Exercise passage:
========================================================================

Case-Control Study of Inflammatory Bowel Disease Patients with and without Clostridium difficile Infection and Poor Outcomes in Patients Coinfected with C. difficile and Cytomegalovirus.

Case-Control Study of Inflammatory Bowel Disease Patients with and without Clostridium difficile Infection and Poor Outcomes in Patients Coinfected with C. difficile and Cytomegalovirus.

Dig Dis Sci. 2018 Aug 09;:

Authors: Li Y, Xu H, Xu T, Xiao M, Tang H, Wu D, Tan B, Li J, Yang H, Lv H, Xu Y, Qian J

Abstract
BACKGROUND AND AIMS: Clostridium difficile infection (CDI) incidence and risk factors in patients with inflammatory bowel disease (IBD) have been extensively studied. However, data describing CDI in Chinese patients with IBD are limited. We investigated the cumulative incidence, risk factors, and outcomes of CDI in Chinese IBD patients.
METHODS: We conducted a retrospective, case-control study of patients hospitalized with IBD and CDI at Peking Union Medical College Hospital from January 2010 to December 2015. CDI was diagnosed based on the presence of active symptoms and positive enzyme immunoassay-based stool test results for C. difficile toxin A or B (CDAB). Controls were selected from CDAB-negative patients with IBD and matched by age, gender, phenotypes of IBD and the same time period of CDAB testing at a 1:2 or 1:3 ratio.

========================================================================

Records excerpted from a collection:
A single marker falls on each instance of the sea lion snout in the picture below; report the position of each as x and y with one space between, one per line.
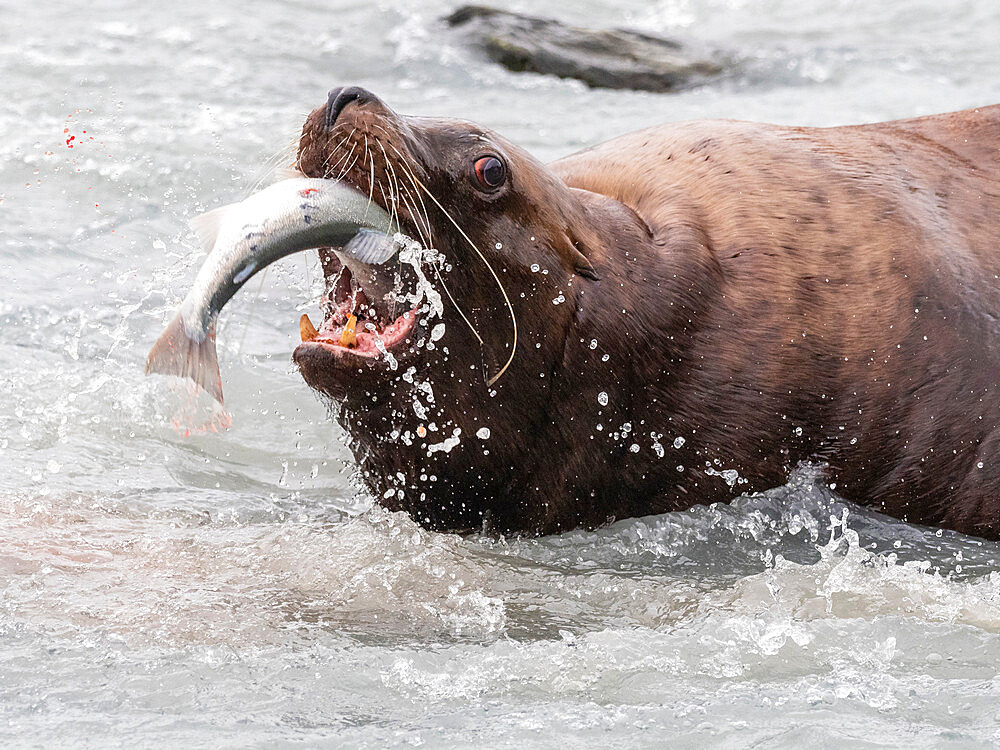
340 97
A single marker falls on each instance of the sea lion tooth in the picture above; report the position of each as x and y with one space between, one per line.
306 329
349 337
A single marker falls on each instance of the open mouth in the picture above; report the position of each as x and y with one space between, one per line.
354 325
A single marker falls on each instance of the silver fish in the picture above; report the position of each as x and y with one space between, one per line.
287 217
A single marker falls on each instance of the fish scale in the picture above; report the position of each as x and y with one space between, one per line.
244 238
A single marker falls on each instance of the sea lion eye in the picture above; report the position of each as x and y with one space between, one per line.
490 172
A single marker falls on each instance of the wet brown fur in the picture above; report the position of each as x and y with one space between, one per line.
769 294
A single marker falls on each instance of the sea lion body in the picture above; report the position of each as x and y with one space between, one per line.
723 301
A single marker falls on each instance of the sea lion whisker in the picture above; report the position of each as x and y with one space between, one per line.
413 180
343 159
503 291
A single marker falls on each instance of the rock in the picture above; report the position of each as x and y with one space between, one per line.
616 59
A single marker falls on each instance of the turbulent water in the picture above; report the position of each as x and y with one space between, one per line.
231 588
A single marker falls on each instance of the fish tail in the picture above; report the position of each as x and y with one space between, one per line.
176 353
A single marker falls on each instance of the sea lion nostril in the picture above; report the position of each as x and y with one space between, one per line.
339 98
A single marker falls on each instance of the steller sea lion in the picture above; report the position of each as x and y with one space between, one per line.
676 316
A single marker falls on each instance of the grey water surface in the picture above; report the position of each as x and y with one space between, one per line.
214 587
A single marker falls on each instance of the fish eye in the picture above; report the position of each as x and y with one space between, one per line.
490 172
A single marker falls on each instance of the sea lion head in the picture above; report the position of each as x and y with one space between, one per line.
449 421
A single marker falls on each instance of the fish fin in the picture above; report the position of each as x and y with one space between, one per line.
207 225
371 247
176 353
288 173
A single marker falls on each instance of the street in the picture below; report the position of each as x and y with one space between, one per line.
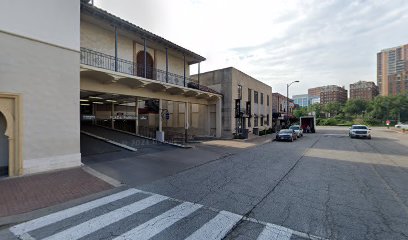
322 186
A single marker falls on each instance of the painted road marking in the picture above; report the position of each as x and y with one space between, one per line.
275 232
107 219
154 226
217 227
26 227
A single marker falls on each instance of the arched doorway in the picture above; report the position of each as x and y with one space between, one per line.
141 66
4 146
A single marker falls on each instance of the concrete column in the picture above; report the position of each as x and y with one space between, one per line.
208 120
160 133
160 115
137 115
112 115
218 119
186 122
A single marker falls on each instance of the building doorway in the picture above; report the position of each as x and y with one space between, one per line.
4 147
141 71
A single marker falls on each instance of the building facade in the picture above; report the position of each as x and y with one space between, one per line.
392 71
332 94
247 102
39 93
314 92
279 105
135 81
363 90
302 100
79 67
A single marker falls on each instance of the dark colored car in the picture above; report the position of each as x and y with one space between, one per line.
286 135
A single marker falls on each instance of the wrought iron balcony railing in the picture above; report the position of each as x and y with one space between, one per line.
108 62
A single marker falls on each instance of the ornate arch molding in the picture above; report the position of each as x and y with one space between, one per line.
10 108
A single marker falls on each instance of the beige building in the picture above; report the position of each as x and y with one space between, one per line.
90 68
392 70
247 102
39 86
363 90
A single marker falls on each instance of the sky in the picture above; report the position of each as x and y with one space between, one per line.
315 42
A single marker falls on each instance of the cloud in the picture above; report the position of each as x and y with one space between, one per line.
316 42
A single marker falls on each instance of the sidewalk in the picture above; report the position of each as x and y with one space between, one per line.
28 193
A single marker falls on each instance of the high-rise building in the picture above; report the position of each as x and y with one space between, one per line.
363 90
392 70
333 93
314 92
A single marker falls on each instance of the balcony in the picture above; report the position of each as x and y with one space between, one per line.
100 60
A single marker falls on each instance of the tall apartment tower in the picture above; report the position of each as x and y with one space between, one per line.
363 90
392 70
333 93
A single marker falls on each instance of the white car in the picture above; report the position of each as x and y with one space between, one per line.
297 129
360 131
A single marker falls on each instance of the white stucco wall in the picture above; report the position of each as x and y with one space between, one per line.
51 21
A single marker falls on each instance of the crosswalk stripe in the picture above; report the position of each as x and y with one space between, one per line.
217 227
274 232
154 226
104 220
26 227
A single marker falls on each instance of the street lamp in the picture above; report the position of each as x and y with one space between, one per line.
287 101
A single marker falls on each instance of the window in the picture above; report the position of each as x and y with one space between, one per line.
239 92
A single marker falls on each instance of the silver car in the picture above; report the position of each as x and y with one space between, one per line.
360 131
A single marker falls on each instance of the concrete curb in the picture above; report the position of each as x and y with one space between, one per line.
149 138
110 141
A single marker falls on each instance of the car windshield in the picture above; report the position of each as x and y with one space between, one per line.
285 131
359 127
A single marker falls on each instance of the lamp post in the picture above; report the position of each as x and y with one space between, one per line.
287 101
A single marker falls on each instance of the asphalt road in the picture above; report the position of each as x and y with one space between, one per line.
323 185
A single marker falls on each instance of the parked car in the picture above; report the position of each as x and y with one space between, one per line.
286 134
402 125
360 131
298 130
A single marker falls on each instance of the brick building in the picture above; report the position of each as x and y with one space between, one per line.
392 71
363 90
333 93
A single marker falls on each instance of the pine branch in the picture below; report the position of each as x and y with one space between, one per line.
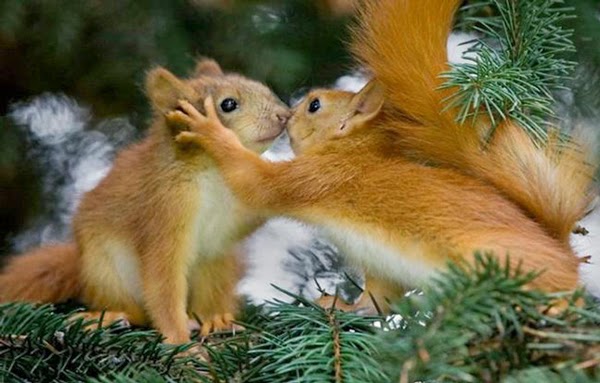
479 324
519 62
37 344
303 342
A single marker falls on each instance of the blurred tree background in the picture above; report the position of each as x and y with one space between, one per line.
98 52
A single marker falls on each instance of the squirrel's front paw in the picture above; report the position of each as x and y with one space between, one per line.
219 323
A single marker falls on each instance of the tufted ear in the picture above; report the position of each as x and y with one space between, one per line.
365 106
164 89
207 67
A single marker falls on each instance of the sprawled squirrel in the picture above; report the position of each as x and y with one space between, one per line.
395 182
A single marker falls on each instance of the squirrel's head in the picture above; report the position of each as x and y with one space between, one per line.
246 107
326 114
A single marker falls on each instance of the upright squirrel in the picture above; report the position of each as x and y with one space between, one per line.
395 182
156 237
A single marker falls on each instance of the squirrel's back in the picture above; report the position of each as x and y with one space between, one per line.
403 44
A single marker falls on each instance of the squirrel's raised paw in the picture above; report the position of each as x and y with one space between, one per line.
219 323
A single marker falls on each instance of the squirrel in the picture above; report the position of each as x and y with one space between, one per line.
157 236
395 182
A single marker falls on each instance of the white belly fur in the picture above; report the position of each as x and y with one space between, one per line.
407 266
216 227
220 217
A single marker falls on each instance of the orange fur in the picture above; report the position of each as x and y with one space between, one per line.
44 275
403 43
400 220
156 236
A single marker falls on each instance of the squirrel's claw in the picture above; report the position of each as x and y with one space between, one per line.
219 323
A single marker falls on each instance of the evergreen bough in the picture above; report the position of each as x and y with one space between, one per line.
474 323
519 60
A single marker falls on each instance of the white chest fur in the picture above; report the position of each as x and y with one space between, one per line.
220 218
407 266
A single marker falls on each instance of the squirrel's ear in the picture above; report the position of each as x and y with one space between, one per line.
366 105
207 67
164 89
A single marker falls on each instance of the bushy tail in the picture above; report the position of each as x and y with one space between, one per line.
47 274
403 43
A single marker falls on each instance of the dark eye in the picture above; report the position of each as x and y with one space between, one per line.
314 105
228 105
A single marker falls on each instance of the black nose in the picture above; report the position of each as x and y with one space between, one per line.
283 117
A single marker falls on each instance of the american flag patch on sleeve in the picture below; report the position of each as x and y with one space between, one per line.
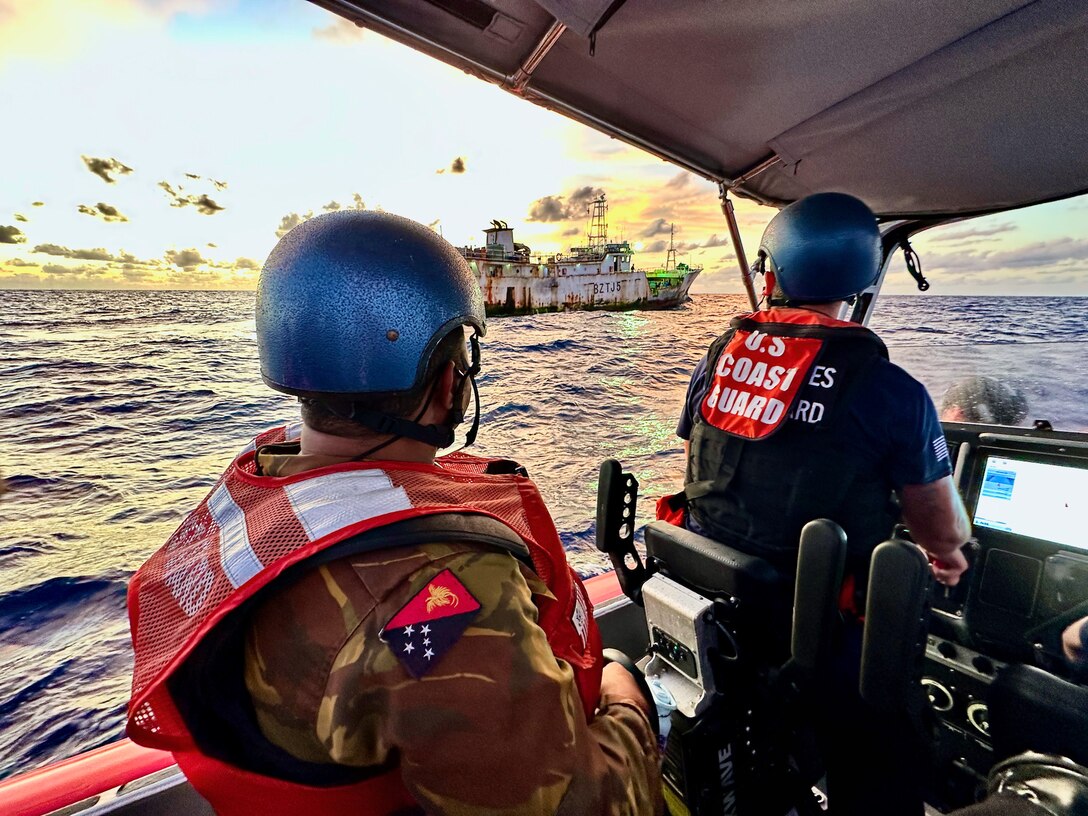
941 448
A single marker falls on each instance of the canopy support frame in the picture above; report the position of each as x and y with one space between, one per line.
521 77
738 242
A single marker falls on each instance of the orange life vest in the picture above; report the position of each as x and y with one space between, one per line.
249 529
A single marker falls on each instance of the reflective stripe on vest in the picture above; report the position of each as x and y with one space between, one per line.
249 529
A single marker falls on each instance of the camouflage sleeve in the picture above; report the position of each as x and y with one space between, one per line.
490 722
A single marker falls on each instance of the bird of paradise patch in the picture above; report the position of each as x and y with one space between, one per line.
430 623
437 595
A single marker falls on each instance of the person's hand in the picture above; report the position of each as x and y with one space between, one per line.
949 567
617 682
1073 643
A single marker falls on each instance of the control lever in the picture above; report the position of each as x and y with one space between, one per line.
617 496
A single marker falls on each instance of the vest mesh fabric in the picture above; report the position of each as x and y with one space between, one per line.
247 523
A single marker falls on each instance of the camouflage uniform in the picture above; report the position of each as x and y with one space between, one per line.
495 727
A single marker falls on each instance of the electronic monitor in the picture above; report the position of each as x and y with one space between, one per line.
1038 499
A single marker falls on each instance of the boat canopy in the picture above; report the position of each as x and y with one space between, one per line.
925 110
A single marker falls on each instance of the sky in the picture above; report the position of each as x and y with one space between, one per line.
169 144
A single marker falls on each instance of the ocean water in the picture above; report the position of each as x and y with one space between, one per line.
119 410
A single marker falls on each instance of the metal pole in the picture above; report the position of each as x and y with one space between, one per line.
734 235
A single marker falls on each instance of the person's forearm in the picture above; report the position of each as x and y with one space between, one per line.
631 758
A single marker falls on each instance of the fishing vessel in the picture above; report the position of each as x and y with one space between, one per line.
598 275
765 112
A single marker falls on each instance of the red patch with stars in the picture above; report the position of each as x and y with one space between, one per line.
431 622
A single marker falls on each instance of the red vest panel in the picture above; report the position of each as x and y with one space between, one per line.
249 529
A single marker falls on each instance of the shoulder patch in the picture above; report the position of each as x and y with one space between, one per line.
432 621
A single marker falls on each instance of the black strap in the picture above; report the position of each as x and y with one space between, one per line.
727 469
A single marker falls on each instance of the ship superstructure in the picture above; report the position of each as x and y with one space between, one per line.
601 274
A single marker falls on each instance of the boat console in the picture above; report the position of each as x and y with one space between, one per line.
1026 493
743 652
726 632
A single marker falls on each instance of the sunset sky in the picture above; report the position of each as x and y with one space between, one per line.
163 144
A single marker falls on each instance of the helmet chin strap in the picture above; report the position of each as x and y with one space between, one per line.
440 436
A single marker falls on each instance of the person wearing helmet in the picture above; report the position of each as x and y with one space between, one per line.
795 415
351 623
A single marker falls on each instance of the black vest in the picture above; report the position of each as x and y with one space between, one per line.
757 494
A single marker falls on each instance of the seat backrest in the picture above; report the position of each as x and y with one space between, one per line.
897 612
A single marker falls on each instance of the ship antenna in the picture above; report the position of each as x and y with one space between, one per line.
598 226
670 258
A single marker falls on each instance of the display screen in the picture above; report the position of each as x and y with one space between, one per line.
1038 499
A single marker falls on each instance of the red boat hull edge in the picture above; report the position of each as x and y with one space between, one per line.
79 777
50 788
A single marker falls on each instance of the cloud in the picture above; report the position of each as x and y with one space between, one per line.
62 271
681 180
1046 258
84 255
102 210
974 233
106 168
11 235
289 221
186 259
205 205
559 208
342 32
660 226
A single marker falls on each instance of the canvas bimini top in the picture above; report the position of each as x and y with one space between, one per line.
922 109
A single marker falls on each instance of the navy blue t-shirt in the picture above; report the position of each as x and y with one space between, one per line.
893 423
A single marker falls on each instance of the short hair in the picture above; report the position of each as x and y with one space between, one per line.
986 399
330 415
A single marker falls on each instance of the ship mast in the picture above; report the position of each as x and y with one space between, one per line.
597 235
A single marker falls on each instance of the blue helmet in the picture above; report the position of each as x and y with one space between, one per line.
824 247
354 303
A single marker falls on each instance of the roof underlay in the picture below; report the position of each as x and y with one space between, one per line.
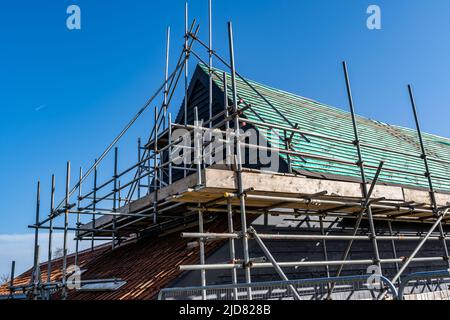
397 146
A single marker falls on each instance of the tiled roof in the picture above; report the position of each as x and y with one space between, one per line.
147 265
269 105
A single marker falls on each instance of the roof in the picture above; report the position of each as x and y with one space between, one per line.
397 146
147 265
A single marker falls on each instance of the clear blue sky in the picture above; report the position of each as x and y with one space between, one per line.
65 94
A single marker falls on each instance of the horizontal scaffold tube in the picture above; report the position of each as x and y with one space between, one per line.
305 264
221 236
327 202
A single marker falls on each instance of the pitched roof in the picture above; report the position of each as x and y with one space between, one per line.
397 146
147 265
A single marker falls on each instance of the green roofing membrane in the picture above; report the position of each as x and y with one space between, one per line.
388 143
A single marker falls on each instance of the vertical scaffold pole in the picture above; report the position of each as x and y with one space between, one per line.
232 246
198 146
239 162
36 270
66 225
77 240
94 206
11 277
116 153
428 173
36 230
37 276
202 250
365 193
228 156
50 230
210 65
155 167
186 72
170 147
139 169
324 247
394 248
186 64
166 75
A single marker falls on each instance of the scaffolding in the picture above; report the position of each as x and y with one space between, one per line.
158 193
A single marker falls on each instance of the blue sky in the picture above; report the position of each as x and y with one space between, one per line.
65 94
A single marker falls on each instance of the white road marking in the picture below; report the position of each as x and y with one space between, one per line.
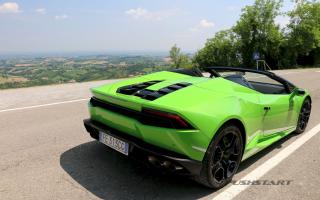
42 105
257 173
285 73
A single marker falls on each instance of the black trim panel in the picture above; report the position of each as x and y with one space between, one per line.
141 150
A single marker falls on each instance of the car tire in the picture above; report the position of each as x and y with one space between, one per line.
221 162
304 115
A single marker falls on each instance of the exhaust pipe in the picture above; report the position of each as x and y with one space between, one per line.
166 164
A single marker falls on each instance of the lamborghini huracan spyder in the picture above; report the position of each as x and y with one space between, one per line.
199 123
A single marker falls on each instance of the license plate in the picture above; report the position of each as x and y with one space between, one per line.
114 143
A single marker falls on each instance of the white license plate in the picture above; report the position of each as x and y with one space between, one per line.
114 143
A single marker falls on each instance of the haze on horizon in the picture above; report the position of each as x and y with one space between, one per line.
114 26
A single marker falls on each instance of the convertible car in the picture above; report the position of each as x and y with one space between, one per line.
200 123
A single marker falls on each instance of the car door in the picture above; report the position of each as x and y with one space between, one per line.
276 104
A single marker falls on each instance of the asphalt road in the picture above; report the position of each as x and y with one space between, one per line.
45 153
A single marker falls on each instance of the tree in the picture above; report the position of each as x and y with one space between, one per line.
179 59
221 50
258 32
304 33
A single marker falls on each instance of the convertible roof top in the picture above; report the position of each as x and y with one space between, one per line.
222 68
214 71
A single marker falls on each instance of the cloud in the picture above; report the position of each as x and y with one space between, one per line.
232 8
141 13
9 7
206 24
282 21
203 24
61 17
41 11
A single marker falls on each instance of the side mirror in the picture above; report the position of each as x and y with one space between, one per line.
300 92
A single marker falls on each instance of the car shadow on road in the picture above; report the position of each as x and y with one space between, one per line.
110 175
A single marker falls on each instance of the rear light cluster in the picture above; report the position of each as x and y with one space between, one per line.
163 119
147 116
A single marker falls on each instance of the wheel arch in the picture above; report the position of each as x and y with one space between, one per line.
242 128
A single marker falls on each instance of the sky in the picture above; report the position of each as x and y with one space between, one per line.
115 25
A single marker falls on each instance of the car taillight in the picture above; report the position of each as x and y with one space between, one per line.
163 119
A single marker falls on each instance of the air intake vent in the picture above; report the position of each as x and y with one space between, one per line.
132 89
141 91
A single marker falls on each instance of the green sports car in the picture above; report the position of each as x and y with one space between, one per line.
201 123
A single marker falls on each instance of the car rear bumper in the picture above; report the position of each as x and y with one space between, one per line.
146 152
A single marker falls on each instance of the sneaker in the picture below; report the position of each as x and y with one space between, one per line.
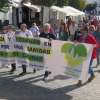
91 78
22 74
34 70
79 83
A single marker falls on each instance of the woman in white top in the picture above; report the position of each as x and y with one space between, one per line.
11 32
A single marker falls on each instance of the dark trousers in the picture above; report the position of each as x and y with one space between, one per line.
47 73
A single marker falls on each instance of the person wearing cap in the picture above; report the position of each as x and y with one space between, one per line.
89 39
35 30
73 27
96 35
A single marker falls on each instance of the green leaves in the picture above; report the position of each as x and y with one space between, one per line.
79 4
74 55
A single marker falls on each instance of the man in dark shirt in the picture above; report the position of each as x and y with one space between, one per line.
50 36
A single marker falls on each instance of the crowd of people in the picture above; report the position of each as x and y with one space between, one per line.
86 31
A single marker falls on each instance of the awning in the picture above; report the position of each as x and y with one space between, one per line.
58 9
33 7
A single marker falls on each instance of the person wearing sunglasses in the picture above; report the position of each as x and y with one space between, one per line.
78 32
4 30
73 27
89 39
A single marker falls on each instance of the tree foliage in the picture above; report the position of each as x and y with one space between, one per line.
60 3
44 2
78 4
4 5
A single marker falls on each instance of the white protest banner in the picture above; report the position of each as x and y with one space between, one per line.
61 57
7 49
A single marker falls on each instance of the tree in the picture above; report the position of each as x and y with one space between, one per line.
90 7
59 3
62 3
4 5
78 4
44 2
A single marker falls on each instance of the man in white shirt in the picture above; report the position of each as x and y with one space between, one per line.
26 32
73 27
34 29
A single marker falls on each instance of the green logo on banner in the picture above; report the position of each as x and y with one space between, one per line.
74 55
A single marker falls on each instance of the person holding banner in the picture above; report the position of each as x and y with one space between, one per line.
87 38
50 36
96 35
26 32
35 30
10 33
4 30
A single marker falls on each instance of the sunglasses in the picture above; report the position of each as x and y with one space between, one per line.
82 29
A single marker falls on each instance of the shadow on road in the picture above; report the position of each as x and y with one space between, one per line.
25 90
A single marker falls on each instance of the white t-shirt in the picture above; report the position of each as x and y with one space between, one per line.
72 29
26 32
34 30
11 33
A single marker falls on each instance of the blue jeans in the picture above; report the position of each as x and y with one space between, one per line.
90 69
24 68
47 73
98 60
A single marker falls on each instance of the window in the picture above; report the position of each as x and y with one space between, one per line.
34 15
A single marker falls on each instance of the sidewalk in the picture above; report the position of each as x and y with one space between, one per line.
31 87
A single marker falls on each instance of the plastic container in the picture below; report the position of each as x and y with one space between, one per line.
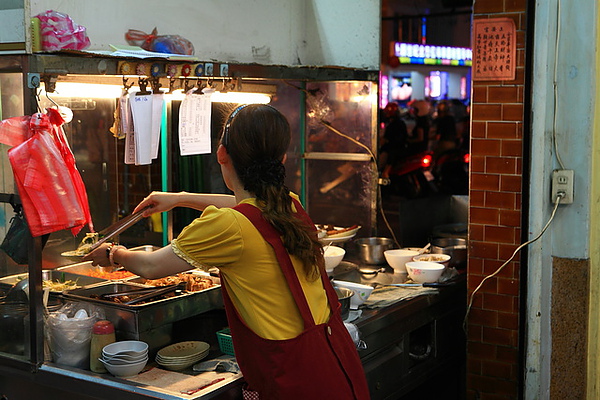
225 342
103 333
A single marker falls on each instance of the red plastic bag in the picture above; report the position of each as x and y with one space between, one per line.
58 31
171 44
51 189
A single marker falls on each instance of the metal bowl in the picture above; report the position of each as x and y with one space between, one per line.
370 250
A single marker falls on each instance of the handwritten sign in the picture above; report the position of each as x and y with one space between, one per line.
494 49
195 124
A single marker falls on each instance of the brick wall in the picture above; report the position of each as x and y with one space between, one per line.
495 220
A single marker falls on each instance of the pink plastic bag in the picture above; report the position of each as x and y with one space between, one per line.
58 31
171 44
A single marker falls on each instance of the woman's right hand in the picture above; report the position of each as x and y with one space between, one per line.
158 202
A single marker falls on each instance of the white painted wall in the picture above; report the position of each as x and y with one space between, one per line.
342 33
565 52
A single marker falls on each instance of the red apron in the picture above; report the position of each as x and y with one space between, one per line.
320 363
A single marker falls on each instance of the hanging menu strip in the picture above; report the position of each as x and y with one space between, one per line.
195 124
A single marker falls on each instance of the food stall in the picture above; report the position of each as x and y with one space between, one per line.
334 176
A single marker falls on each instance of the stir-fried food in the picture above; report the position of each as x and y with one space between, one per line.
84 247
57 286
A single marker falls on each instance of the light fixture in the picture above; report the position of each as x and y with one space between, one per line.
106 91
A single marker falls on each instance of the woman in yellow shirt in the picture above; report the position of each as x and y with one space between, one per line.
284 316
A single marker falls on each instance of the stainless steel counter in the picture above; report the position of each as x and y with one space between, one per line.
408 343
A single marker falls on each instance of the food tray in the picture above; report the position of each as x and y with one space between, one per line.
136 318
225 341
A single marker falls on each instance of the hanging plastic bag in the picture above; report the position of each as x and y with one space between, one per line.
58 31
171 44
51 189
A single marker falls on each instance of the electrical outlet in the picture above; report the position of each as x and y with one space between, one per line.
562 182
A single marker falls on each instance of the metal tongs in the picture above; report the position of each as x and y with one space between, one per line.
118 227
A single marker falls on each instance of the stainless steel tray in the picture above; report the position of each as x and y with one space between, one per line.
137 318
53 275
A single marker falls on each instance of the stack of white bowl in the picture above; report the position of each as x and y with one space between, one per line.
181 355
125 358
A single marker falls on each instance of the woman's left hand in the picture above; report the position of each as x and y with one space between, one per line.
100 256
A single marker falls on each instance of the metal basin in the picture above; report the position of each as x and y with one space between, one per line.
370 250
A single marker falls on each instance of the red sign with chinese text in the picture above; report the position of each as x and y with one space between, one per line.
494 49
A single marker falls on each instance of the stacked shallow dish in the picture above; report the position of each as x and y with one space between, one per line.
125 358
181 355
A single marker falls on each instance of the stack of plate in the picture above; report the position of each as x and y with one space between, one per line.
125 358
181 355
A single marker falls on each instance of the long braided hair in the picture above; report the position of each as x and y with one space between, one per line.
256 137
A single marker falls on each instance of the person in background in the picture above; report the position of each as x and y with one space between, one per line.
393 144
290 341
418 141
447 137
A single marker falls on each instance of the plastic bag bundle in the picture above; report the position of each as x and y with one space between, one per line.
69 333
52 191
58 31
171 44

========================================================================

Directions:
**A.** According to the abstract on C. difficile infection in IBD patients, why did the investigators study CDI specifically in Chinese IBD patients?
**B.** In the abstract on C. difficile infection in IBD patients, at what ratio were controls matched to cases?
**C.** Write the next part of the abstract on C. difficile infection in IBD patients, starting after its last sentence.

Answers given:
**A.** CDI incidence and risk factors in IBD patients have been studied extensively, but data on CDI in Chinese IBD patients are limited. The investigators therefore examined the cumulative incidence, risk factors, and outcomes of CDI in this group.

**B.** At a 1:2 or 1:3 ratio.

**C.**
RESULTS: We identified 60 (7.41%) cases of CDI among 810 patients with IBD, and 137 control cases were selected. Univariate analysis revealed that IBD patients with CDI had higher rates of concurrent corticosteroid use, proton pump inhibitor, antibiotic use, recent hospitalization, parenteral nutrition support, and cytomegalovirus (CMV) coinfection (P < 0.05). Multivariate analysis revealed that concurrent corticosteroid use (odds ratio [OR] = 6.803, 95% confidence interval [CI] = 2.901-15.954, P < 0.001) and hospitalization within 1 month (OR = 3.028, 95% CI = 1.225-7.480, P = 0.016) were associated with CDI. CMV and C. difficile coinfection (hazard ratio [HR] = 4.185, 95% CI = 1.492-11.736, P = 0.007) as well as disease severity (HR 2.070, 95% CI = 1.006-4.261, P = 0.048) were independently associated with colectomy following CDI.
CONCLUSIONS: IBD patients with concurrent corticosteroid use and recent hospitalization are at a higher risk of CDI. CMV and C. difficile coinfection is associated with poorer outcomes.